═══ DOCUMENT EXCERPT

How Individual Pension Plans Offer Up to 65% More Tax Savings Than RRSPs
Learn how an individual pension plan can reduce taxable corporate income and help business owners save more for retirement as we answer clients’ most frequently asked questions.
Godfrey Yu
Wealth Planner and Relationship Manager
Ready for retirement? As a hardworking business owner, you will have earned it. But when the time comes to turn off your daily alarm clock and hang up your hat for good, will you have pulled every tax lever available and made the most of your savings?
Often, we find that clients fail to consider all the tax-friendly retirement vehicles open to them. Individual Pension Plans (IPPs), for example. While many Canadians are aware of Tax-Free Savings Accounts (TFSAs) and Registered Retirement Savings Plans (RRSPs)—perhaps, even group offerings through a professional association—they may not be familiar with the option that can reduce corporate taxable income and help owner-operators save more for retirement.
What is an individual pension plan?
An IPP is an employer-sponsored defined benefit pension plan that can be established for or by a single person who matches certain criteria. That means you, as a business owner, can start an IPP for yourself through contributions by your company to build your retirement income.

══════

GIVEN INSTRUCTION A »
According to the IPP article, what type of pension plan is an IPP?
GIVEN INSTRUCTION B »
Copy from the IPP article the passage from "How Individual Pension" up to and including "frequently asked questions.".
Please rely only on the IPP article for your answers.

═══ INFORMATION GIVEN

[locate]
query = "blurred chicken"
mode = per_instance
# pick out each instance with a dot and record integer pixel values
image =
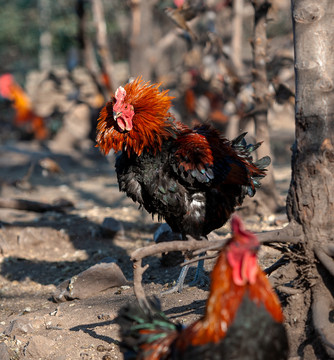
(242, 321)
(193, 178)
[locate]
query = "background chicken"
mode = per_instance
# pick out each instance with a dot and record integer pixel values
(193, 178)
(243, 317)
(24, 114)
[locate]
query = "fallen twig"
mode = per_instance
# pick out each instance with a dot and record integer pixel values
(322, 305)
(280, 262)
(292, 233)
(28, 205)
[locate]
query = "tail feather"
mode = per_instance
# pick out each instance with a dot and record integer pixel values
(257, 168)
(146, 331)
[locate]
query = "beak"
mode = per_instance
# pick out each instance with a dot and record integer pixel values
(116, 115)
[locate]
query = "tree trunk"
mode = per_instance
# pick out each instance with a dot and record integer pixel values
(141, 38)
(311, 195)
(103, 45)
(237, 23)
(262, 98)
(45, 39)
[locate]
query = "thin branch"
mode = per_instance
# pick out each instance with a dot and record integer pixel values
(199, 258)
(173, 246)
(28, 205)
(138, 271)
(280, 262)
(292, 233)
(322, 305)
(288, 290)
(326, 260)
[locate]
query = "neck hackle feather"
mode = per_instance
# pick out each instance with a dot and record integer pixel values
(152, 122)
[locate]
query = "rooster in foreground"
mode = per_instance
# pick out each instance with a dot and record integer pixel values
(243, 317)
(193, 178)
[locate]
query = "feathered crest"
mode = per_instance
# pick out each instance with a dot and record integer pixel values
(152, 121)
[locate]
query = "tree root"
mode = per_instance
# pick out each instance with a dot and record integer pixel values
(139, 254)
(325, 259)
(291, 233)
(322, 305)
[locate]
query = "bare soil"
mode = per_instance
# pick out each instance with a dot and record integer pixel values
(40, 250)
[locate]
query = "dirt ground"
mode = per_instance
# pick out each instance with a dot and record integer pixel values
(40, 250)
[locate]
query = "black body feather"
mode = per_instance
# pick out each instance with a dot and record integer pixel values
(193, 202)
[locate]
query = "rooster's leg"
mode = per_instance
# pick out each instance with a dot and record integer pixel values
(178, 287)
(200, 277)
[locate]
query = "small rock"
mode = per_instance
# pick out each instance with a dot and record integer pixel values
(4, 355)
(18, 327)
(88, 283)
(111, 227)
(30, 236)
(38, 347)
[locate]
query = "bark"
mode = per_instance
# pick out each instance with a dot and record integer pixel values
(87, 56)
(141, 38)
(311, 195)
(45, 39)
(102, 44)
(262, 99)
(237, 21)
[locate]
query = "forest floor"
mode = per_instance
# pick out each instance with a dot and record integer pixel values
(38, 251)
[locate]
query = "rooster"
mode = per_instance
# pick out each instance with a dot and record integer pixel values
(25, 115)
(243, 318)
(193, 178)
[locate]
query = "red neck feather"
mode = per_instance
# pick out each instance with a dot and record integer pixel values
(151, 121)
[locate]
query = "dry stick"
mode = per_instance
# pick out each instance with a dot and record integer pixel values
(326, 260)
(176, 245)
(21, 204)
(280, 262)
(199, 258)
(139, 254)
(138, 271)
(291, 233)
(321, 307)
(288, 290)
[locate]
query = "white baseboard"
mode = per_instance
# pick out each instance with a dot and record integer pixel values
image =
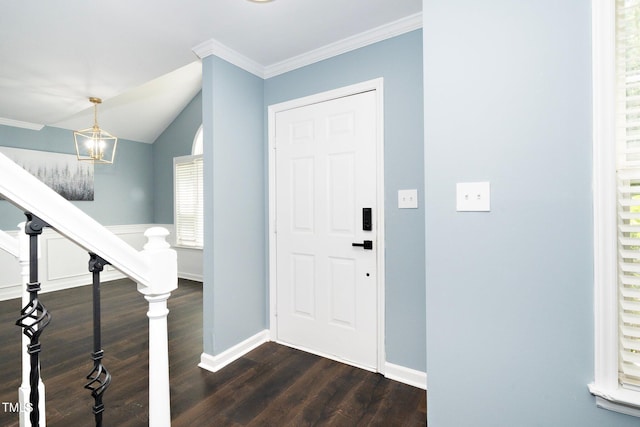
(217, 362)
(190, 276)
(406, 375)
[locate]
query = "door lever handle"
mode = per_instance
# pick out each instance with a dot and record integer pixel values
(367, 244)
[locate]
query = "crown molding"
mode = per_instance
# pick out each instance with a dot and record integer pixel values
(396, 28)
(20, 124)
(214, 47)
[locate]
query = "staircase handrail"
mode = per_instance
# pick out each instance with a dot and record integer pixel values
(154, 268)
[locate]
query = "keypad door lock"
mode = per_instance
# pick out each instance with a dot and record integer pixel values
(367, 244)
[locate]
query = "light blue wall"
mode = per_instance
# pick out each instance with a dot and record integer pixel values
(234, 241)
(399, 62)
(123, 191)
(176, 140)
(510, 292)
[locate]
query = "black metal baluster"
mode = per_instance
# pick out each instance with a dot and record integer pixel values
(99, 378)
(34, 317)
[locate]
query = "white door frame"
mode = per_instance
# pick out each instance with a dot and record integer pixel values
(377, 86)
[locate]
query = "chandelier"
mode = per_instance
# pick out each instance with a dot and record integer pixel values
(93, 144)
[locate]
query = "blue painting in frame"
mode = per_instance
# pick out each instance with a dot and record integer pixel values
(67, 176)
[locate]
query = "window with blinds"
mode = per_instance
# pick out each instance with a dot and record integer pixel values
(188, 191)
(628, 175)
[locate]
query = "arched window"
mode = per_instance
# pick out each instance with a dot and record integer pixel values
(188, 192)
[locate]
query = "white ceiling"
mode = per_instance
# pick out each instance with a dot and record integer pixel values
(138, 55)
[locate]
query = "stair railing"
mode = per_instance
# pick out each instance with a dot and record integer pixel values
(154, 269)
(19, 248)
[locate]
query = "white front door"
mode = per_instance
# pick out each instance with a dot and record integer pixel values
(325, 177)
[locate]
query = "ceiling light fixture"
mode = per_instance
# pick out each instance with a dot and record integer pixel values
(95, 145)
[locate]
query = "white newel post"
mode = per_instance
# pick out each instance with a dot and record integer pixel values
(163, 265)
(24, 390)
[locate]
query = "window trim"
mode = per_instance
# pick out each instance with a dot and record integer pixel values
(198, 142)
(609, 395)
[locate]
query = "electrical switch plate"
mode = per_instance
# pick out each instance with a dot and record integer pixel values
(473, 197)
(407, 199)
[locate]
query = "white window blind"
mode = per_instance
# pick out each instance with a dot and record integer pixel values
(628, 175)
(188, 200)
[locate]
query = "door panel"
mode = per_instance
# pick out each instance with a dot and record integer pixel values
(325, 174)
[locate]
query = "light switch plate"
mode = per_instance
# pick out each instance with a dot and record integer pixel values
(407, 199)
(473, 197)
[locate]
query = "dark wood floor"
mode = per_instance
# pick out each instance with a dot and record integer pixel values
(270, 386)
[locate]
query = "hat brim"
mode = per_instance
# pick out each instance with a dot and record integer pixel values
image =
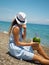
(20, 22)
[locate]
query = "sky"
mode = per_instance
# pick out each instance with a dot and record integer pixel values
(37, 11)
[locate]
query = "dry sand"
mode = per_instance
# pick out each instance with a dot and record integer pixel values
(6, 59)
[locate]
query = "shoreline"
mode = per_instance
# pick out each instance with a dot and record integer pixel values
(6, 59)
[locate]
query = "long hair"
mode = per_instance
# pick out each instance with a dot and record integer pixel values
(13, 23)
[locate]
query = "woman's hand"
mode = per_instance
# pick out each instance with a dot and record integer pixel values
(24, 26)
(35, 44)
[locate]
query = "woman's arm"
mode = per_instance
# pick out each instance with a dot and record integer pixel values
(24, 32)
(16, 38)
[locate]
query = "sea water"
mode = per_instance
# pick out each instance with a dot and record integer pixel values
(32, 29)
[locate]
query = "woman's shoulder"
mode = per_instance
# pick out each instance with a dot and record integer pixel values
(15, 29)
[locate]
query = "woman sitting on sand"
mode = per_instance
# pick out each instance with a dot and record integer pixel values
(20, 49)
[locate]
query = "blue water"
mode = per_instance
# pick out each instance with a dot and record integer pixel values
(39, 30)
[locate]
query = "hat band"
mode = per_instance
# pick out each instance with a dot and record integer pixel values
(20, 20)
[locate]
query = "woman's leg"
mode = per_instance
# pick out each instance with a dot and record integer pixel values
(41, 51)
(41, 59)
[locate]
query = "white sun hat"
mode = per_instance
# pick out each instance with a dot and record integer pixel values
(21, 18)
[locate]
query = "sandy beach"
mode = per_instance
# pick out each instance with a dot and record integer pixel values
(6, 59)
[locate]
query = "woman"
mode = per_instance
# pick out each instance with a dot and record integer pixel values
(23, 50)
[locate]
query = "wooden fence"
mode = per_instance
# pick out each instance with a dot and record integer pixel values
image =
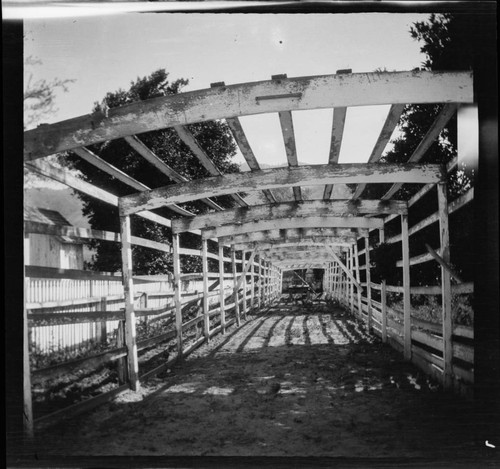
(442, 348)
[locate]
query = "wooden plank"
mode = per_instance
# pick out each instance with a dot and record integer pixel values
(344, 268)
(447, 318)
(430, 137)
(293, 223)
(79, 407)
(187, 137)
(118, 174)
(445, 265)
(235, 289)
(246, 150)
(221, 289)
(320, 92)
(321, 235)
(73, 366)
(382, 141)
(206, 322)
(161, 166)
(66, 178)
(406, 286)
(280, 177)
(338, 123)
(289, 209)
(286, 123)
(177, 291)
(84, 233)
(128, 289)
(430, 340)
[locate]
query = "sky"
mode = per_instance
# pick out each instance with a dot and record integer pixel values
(105, 53)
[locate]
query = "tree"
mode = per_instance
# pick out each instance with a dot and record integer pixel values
(448, 42)
(214, 137)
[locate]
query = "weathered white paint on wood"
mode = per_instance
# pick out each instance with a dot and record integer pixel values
(430, 137)
(161, 166)
(406, 288)
(320, 92)
(177, 292)
(338, 122)
(187, 137)
(280, 177)
(246, 150)
(128, 288)
(447, 321)
(296, 222)
(382, 141)
(290, 209)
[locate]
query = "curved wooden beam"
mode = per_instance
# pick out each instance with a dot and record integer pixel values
(293, 222)
(280, 177)
(290, 209)
(320, 92)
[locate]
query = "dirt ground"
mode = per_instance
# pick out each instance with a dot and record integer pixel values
(294, 381)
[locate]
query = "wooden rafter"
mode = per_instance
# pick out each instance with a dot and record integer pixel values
(161, 166)
(321, 92)
(382, 141)
(293, 222)
(98, 162)
(280, 177)
(289, 209)
(246, 150)
(338, 123)
(64, 177)
(187, 137)
(286, 123)
(430, 137)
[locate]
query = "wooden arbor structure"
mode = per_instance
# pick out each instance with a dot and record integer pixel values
(296, 234)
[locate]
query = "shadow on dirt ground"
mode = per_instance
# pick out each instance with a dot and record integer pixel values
(296, 381)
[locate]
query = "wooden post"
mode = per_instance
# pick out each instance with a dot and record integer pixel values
(356, 261)
(445, 286)
(128, 287)
(122, 362)
(27, 399)
(383, 294)
(221, 288)
(206, 317)
(252, 285)
(177, 291)
(244, 284)
(235, 287)
(351, 284)
(102, 332)
(368, 284)
(406, 288)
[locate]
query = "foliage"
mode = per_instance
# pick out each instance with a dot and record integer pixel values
(214, 137)
(448, 42)
(39, 95)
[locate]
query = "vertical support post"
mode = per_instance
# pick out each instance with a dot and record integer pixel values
(444, 236)
(350, 256)
(244, 285)
(368, 284)
(206, 317)
(235, 289)
(252, 284)
(406, 288)
(102, 331)
(122, 362)
(177, 292)
(128, 287)
(383, 294)
(356, 261)
(221, 289)
(27, 399)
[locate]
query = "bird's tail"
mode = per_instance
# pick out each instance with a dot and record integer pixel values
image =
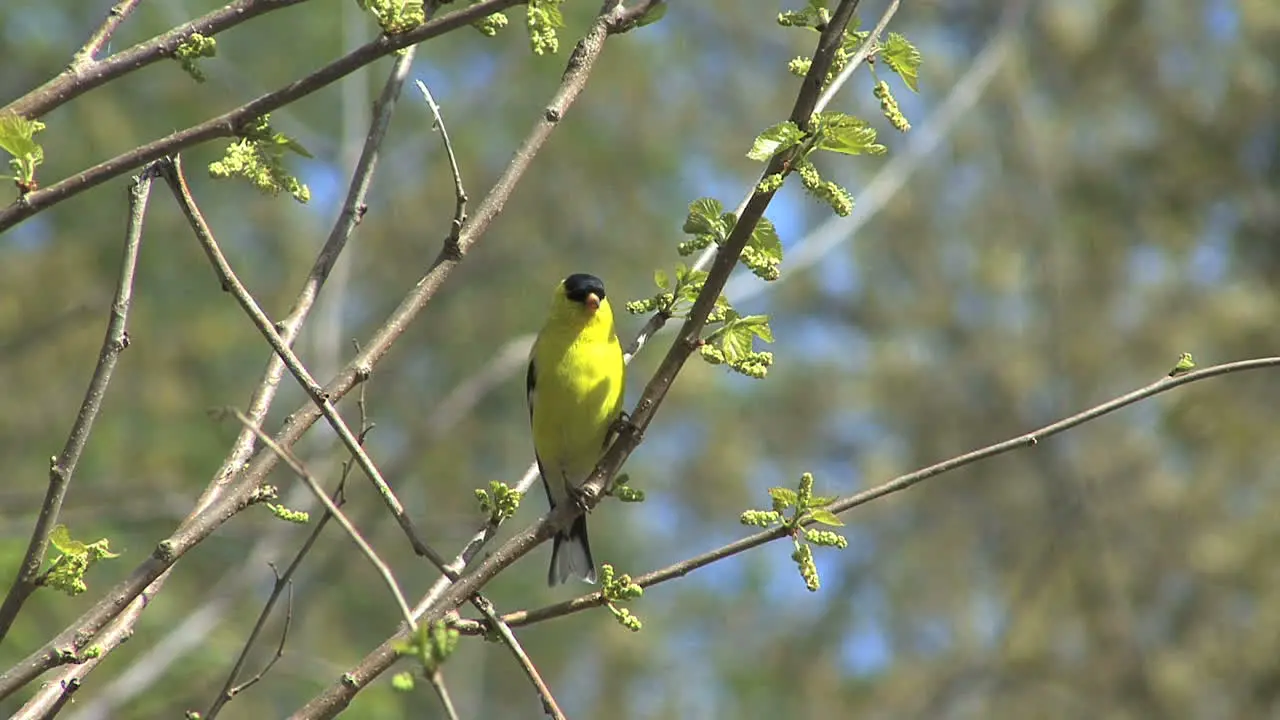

══════

CORRECT ANSWER A »
An employer-sponsored defined benefit pension plan.

CORRECT ANSWER B »
How Individual Pension Plans Offer Up to 65% More Tax Savings Than RRSPs
Learn how an individual pension plan can reduce taxable corporate income and help business owners save more for retirement as we answer clients’ most frequently asked questions.